- [Excerpt to read]
# # #

The Sixth Avenue and 14th Street station opened in 1940—a busy, grimy, not particularly inspiring or attractive stop connecting the F and M to the L, 1, 2, and 3 trains.
But it does have terrific old-school mosaic signs that make you feel like you’re back in midcentury Manhattan.
Like this one, directing you toward the Independent Subway—today’s Sixth Avenue and Eighth Avenue lines.
Transferring to the BMT Lines—the initials stood for Brooklyn Manhattan Transit, the company that once oversaw the L (plus the J, M, N, Q, and R trains)—is easy with this helpful arrow.
Even better is this mosaic telling travelers how to get to the Hudson and Manhattan Railroad, aka today’s PATH, which shares an entrance to the station. When was the last time you heard the PATH referred to as the H&M?
Tags: 14th Street subway, BMT subway, H&M Tunnels, Hudson Tubes, IND subway, PATH train station, Subway station signs, Vintage subway signs
February 16, 2012 at 5:21 am |
How lucky that they didn’t at the very least paint these over, to prevent confusion over defunct lines.
February 16, 2012 at 2:05 pm |
For years I thought the M might mean Manhattan but never knew that the H meant Hudson, a typical ex-New Yorker, doesn’t know shit 😉
February 16, 2012 at 2:18 pm |
H&M (the store) should use this as a marketing opportunity
February 16, 2012 at 3:14 pm |
I know! They should ask the MTA for permission to shoot models in front of the sign for their next ad campaign.

# # #

- [Recorded data]
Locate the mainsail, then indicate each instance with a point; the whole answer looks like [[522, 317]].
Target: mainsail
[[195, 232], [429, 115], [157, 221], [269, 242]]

# # #

- [What the exercise asks] Using the post on the 14th Street station's mosaic signs, explain why a sign for transferring to the L refers to the "BMT Lines."

- [Response to the task] BMT stood for Brooklyn Manhattan Transit, the company that once oversaw the L, along with the J, M, N, Q, and R trains. The sign therefore uses the old company's initials to direct riders to the L.